BEGIN INPUT FOR THIS TASK

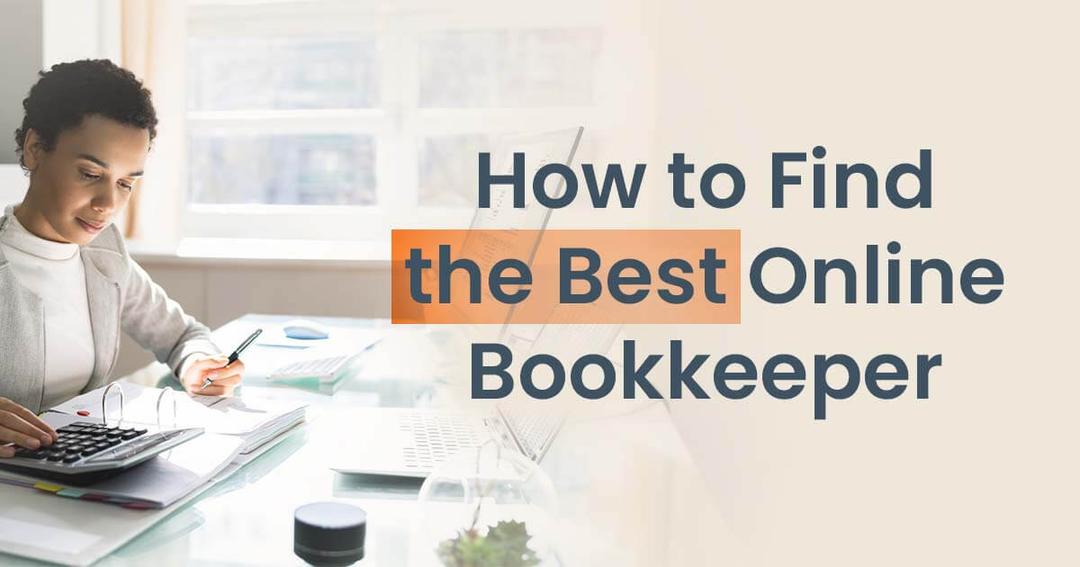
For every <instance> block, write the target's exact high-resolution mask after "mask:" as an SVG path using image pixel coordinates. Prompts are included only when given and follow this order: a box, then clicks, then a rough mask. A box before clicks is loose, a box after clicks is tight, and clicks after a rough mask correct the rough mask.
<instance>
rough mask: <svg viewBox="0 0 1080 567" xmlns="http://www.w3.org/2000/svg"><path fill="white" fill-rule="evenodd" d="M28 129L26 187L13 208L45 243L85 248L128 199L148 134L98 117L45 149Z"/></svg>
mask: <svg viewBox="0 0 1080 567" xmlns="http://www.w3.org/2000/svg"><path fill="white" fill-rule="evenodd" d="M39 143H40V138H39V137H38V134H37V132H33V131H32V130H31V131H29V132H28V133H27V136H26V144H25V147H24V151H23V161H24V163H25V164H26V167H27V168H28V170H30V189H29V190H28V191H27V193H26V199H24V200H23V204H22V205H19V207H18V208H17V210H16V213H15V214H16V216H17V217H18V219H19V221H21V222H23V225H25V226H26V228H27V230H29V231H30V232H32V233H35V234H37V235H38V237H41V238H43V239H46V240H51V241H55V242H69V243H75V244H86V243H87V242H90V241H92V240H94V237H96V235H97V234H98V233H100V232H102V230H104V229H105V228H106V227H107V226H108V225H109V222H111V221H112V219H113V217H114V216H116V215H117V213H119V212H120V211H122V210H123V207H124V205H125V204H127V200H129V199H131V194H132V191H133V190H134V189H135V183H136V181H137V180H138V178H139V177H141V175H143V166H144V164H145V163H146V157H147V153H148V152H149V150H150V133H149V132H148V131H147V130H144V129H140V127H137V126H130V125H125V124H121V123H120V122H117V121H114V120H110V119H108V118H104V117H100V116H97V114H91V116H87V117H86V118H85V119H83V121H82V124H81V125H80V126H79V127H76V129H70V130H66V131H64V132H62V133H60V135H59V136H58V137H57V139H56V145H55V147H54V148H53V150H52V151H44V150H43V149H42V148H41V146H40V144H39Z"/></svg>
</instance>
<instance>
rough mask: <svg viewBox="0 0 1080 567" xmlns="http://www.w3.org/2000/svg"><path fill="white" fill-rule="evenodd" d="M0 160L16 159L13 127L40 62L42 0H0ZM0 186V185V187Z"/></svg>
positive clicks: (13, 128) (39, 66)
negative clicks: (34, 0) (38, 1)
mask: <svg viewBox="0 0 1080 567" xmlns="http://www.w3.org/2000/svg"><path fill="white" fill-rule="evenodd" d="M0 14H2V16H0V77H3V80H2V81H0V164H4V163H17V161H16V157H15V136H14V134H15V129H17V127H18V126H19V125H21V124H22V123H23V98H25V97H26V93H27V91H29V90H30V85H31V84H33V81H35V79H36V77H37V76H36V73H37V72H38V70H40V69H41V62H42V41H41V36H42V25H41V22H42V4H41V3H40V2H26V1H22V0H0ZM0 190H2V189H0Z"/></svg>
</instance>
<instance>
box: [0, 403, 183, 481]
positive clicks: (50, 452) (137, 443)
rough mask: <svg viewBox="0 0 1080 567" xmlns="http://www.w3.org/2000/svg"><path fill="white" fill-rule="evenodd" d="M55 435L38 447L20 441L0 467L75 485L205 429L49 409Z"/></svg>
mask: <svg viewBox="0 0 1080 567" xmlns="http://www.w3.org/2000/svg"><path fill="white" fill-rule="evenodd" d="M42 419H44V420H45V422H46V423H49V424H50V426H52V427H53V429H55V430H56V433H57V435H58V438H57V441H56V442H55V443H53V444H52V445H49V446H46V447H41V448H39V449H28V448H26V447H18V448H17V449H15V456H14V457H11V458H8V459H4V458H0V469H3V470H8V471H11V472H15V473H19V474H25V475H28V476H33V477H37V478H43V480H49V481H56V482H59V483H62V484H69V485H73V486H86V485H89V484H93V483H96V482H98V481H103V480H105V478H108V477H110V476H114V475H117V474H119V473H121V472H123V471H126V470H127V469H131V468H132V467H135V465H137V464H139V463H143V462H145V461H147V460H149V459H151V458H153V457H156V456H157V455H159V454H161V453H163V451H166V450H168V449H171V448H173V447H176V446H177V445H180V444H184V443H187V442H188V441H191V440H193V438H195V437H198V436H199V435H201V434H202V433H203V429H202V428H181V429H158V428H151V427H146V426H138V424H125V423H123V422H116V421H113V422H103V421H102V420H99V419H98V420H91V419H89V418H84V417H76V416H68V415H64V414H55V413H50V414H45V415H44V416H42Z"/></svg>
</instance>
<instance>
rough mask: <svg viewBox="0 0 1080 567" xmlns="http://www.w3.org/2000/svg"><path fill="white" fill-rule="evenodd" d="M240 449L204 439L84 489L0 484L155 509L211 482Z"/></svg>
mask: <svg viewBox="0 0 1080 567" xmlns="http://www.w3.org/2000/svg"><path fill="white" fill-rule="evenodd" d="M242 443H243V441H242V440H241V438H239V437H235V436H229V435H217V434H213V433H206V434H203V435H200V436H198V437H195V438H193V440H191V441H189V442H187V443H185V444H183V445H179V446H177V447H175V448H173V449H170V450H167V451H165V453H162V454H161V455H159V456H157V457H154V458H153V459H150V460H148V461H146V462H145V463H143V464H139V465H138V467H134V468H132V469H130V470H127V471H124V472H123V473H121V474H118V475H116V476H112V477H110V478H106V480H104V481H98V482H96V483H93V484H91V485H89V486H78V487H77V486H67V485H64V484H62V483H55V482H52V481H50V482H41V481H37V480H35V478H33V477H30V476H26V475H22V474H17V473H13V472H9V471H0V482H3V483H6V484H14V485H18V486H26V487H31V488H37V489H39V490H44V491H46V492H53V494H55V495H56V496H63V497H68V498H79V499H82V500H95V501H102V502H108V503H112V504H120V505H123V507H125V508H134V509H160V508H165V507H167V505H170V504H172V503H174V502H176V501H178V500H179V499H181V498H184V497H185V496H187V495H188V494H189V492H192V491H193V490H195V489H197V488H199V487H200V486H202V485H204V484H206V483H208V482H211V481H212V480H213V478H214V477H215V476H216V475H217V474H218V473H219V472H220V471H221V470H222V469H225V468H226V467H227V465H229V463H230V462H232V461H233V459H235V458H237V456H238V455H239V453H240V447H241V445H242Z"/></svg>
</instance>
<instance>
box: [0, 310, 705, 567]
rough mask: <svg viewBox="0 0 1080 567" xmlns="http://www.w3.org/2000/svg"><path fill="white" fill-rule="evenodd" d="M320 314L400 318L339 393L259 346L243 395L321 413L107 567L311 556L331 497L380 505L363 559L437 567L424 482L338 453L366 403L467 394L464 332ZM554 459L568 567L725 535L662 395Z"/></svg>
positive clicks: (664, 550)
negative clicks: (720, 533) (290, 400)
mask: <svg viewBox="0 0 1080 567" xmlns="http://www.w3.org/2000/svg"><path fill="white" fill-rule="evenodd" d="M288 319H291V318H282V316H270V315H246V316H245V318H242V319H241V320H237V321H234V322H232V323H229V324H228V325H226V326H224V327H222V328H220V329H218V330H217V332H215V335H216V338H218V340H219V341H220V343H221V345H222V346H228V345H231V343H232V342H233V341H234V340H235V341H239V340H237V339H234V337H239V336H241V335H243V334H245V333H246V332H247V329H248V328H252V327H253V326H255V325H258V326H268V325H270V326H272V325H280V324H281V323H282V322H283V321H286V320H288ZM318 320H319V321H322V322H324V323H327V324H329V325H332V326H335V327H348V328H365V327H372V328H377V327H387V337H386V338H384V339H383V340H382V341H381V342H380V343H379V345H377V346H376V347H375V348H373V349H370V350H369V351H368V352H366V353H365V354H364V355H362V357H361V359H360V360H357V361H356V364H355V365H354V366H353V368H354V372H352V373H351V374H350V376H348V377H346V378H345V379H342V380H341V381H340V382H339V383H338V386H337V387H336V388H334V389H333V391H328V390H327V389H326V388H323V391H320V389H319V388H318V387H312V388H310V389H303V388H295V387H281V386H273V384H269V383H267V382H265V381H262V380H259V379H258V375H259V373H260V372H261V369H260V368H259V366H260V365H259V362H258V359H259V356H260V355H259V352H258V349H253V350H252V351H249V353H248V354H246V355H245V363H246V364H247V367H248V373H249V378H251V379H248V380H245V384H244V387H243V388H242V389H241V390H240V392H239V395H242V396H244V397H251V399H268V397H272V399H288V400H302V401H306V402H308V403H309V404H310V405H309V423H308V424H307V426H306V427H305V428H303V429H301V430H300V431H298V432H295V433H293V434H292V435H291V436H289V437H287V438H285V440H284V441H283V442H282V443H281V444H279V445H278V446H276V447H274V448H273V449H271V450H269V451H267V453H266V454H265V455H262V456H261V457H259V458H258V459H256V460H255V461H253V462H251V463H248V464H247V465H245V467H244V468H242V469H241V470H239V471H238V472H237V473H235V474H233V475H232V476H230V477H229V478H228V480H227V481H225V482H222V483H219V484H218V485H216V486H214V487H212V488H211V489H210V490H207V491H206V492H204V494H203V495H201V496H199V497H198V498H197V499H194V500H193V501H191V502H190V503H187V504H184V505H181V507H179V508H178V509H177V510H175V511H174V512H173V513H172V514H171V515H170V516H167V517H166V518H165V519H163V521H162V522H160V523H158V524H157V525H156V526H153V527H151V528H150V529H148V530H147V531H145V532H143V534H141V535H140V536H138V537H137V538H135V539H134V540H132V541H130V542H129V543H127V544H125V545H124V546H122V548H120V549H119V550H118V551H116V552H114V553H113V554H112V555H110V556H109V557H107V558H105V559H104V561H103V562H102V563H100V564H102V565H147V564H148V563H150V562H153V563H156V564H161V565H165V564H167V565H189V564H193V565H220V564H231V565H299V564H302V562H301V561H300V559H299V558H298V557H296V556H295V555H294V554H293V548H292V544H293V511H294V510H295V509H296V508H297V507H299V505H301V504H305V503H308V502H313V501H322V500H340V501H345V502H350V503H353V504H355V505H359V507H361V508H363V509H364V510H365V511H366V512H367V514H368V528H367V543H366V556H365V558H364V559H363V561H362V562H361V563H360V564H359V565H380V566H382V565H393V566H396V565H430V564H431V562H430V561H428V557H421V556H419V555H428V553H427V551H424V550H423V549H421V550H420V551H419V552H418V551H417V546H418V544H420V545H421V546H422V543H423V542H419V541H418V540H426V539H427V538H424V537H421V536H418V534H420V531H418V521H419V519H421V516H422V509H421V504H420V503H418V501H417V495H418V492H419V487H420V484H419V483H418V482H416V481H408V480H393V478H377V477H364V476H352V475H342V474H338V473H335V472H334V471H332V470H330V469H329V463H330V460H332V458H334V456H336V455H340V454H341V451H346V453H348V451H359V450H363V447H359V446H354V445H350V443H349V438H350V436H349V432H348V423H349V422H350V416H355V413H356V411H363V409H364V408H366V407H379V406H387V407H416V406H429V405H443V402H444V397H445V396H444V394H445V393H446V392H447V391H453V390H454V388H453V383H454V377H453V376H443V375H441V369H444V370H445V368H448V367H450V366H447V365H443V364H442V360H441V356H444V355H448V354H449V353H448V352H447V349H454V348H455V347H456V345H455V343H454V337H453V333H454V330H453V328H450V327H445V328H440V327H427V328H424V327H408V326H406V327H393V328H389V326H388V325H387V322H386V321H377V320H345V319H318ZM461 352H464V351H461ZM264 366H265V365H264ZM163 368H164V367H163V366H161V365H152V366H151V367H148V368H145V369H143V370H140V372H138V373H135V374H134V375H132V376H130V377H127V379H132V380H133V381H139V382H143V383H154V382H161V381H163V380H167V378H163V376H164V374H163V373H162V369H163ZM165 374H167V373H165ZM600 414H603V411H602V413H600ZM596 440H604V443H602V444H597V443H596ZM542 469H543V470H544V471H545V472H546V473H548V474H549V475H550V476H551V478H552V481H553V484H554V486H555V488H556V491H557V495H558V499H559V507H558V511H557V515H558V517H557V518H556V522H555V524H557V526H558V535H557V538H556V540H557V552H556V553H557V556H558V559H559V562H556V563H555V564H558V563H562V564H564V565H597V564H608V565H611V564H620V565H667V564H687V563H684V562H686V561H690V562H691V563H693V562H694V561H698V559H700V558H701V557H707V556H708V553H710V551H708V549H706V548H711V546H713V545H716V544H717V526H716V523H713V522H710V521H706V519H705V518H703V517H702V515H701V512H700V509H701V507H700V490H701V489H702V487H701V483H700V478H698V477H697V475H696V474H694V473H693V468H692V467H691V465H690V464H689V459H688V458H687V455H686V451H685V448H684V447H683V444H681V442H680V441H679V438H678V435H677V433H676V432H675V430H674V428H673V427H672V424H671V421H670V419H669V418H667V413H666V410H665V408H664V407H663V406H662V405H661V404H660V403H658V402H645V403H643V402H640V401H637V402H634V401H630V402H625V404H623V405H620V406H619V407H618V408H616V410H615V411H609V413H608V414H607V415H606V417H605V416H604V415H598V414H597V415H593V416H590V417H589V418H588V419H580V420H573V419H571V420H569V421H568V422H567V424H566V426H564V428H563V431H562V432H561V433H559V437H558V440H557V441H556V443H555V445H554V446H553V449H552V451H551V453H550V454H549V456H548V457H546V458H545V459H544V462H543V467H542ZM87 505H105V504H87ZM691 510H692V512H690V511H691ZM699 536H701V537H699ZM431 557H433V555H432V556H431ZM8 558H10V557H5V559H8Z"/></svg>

END INPUT FOR THIS TASK

## YOUR INSTRUCTIONS
An exact, complete copy of the lines above from the one with "negative clicks: (34, 0) (38, 1)" through the one with "positive clicks: (50, 452) (137, 443)" is the whole answer.

## REPLY TO THE EXERCISE
negative clicks: (34, 0) (38, 1)
mask: <svg viewBox="0 0 1080 567" xmlns="http://www.w3.org/2000/svg"><path fill="white" fill-rule="evenodd" d="M0 14H2V16H0V77H3V80H2V81H0V164H4V163H17V161H16V157H15V136H14V134H15V129H17V127H18V126H19V125H21V124H22V123H23V98H25V97H26V93H27V91H29V90H30V85H31V84H33V81H35V79H36V77H37V76H36V73H37V72H38V70H40V69H41V62H42V41H41V36H42V25H41V22H42V4H41V3H40V2H26V1H22V0H0ZM0 190H2V189H0Z"/></svg>
</instance>
<instance>
box: [0, 403, 183, 481]
positive clicks: (50, 452) (137, 443)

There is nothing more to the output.